━━━ Trecho do documento

Ulika, irresistível
Ulika, irresistível
Por: Banny de Castro
Prefácio

ULIKA - um herói sem génese

Um bom livro é aquele que provoca no leitor reflexões, que o faz pensar em diversas situações; enfim, que o induza a certas provocações. Quando leio um livro não me preocupo apenas com seu enredo, mas, principalmente, com o que ele pode dialogar comigo, mexer com minhas ideias, com a minha cultura. Espero que ele me apresente novidades ou que me faça andar por outros caminhos. Rubem Alves, que é um grande cronista brasileiro, ensina que um bom texto é aquele que nos deixa transformados, que nos faz pensar. Após a leitura de um bom texto, não seremos mais os mesmos. A leitura, nesse sentido, é uma viagem. Gosto de viajar nas leituras que faço. Quem escreve é um viajante do tempo e das realidades do mundo. Como sou mais poeta do que ficcionista (pelo menos, eu imagino que seja), procuro ver, como diz Manoel de Barros, o delírio do verbo, que é a chave da poesia. Literatura é a arte do delírio do verbo – e também do pensamento -, é onde podemos fazer as nossas transgressões, inclusive do pensamento.

No outro dia recebi uma solicitação do jovem escritor angolano Banny de Castro para prefaciar o seu Ulika. Sou nordestino, do Piauí, uma região muito parecida com a realidade africana, e me encheu de prazer o convite do jovem angolano, para anteceder a leitura de seu livro.

━━━━━━

# Instrução 1
Quais linhas da listagem abaixo contêm a palavra "alloy"? Copie cada uma delas integralmente.

━━━ Dados fornecidos

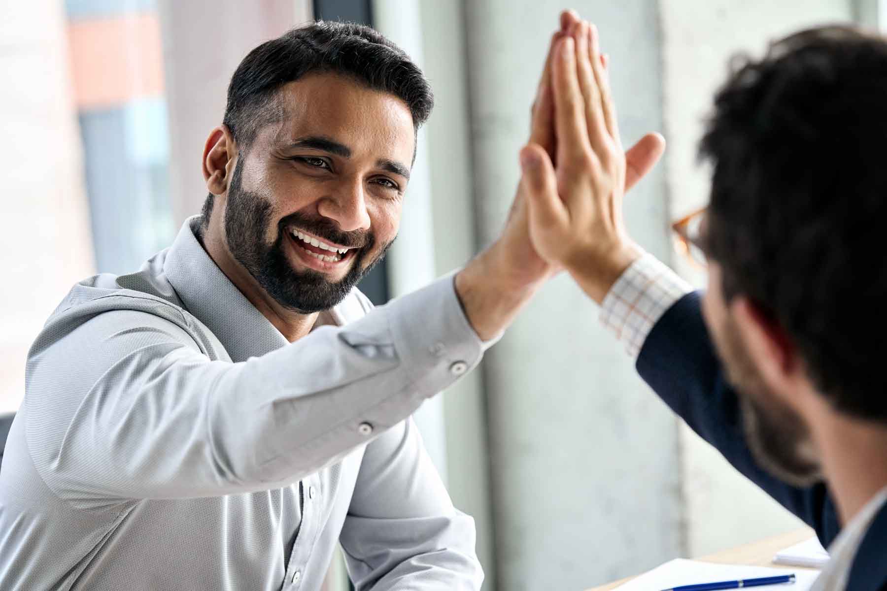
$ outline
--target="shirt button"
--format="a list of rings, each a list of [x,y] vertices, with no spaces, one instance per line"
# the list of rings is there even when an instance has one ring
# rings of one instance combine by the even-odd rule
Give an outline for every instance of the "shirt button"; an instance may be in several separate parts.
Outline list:
[[[465,362],[456,362],[450,366],[450,373],[453,376],[461,376],[468,370],[468,364]]]

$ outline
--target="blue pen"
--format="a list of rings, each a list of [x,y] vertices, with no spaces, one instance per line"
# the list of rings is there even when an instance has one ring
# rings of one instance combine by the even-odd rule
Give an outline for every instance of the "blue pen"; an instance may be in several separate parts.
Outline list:
[[[781,585],[794,583],[794,574],[784,574],[779,577],[762,577],[760,579],[746,579],[739,580],[722,580],[719,583],[700,583],[698,585],[682,585],[672,587],[663,591],[714,591],[715,589],[740,589],[746,587],[764,587],[765,585]]]

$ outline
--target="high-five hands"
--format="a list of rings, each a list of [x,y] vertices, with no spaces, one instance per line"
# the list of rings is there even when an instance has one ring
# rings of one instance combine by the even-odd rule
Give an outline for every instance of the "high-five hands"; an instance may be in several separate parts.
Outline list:
[[[623,153],[593,25],[574,19],[553,45],[554,142],[531,137],[521,151],[520,193],[535,252],[600,303],[640,255],[625,231],[623,196],[659,159],[664,140],[649,134]]]
[[[664,140],[649,134],[622,153],[605,62],[588,24],[572,11],[561,13],[508,221],[499,238],[455,277],[466,316],[482,339],[505,330],[561,268],[600,301],[607,281],[612,284],[637,256],[622,223],[622,195],[656,163]],[[597,213],[601,207],[606,214]]]

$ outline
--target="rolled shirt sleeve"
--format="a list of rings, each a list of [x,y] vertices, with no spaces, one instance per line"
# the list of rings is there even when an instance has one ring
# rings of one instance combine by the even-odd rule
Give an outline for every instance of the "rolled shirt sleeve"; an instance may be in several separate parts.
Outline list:
[[[47,485],[83,509],[265,490],[401,423],[483,350],[451,277],[238,363],[162,315],[106,311],[38,338],[27,437]]]

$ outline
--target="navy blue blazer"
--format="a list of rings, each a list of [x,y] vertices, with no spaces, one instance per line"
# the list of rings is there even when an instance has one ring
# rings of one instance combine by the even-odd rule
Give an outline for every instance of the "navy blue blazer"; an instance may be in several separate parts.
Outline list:
[[[703,322],[700,294],[688,293],[656,323],[637,369],[672,410],[752,482],[816,530],[828,547],[840,531],[824,484],[787,485],[755,462],[742,431],[736,393],[726,383]],[[848,589],[887,590],[887,507],[875,517],[851,570]]]

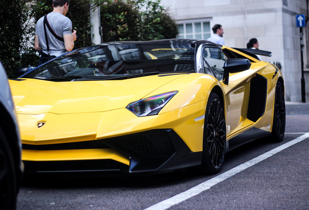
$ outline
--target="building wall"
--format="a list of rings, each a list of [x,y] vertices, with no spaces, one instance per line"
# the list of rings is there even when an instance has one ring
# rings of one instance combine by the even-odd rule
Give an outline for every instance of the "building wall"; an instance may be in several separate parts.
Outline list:
[[[299,29],[295,15],[307,14],[308,0],[161,0],[177,22],[209,19],[210,27],[222,25],[225,45],[245,48],[249,40],[258,39],[259,49],[271,51],[272,57],[262,60],[280,63],[286,85],[286,100],[301,101],[301,68]],[[309,27],[303,28],[304,44]],[[306,46],[308,46],[307,45]],[[306,46],[305,70],[308,67]],[[305,73],[306,101],[309,102],[309,71]]]

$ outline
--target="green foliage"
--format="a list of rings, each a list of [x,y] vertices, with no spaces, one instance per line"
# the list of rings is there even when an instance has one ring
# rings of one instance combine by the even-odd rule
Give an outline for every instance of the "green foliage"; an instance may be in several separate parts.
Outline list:
[[[67,17],[72,21],[72,30],[76,30],[78,38],[74,49],[91,45],[90,20],[90,0],[70,0]]]
[[[17,68],[19,66],[19,49],[22,36],[24,6],[24,1],[22,0],[1,1],[1,9],[0,10],[0,60],[9,77],[14,76],[12,70]]]
[[[133,2],[109,1],[100,5],[101,26],[104,42],[131,41],[138,36],[138,11]]]
[[[100,5],[104,42],[172,38],[177,25],[160,0],[105,0]]]

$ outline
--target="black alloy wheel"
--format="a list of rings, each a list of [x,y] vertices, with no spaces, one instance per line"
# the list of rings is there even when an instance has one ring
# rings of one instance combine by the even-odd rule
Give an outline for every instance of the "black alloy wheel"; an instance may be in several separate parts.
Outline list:
[[[223,104],[218,95],[212,92],[205,113],[202,160],[203,173],[214,174],[220,171],[225,154],[226,129]]]
[[[16,209],[17,184],[13,158],[7,139],[0,128],[0,209]]]
[[[274,120],[272,130],[272,140],[282,141],[285,131],[285,102],[284,90],[282,83],[277,82],[274,110]]]

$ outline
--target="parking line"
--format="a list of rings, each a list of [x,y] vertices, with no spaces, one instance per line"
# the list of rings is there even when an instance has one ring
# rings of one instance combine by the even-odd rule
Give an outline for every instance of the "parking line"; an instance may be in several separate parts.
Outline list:
[[[272,149],[259,156],[257,157],[250,160],[249,160],[242,164],[239,165],[226,172],[223,173],[216,177],[214,177],[205,182],[191,188],[176,195],[165,200],[154,204],[144,210],[166,210],[170,207],[178,204],[187,199],[188,199],[194,195],[196,195],[206,190],[209,189],[211,187],[221,182],[228,178],[238,174],[245,169],[251,167],[259,162],[273,156],[274,155],[286,149],[297,143],[298,143],[307,138],[309,138],[309,133],[306,133],[300,137],[290,141],[278,147]]]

━━━━━━

# Instrução 2
Transcreva palavra por palavra o trecho do prefácio acima, começando nas palavras "No outro dia" e parando logo depois de "de seu livro.".

# Solução 1
--target="black alloy wheel"
Give an outline for every instance of the "black alloy wheel"; an instance may be in several separate parts.

# Solução 2
No outro dia recebi uma solicitação do jovem escritor angolano Banny de Castro para prefaciar o seu Ulika. Sou nordestino, do Piauí, uma região muito parecida com a realidade africana, e me encheu de prazer o convite do jovem angolano, para anteceder a leitura de seu livro.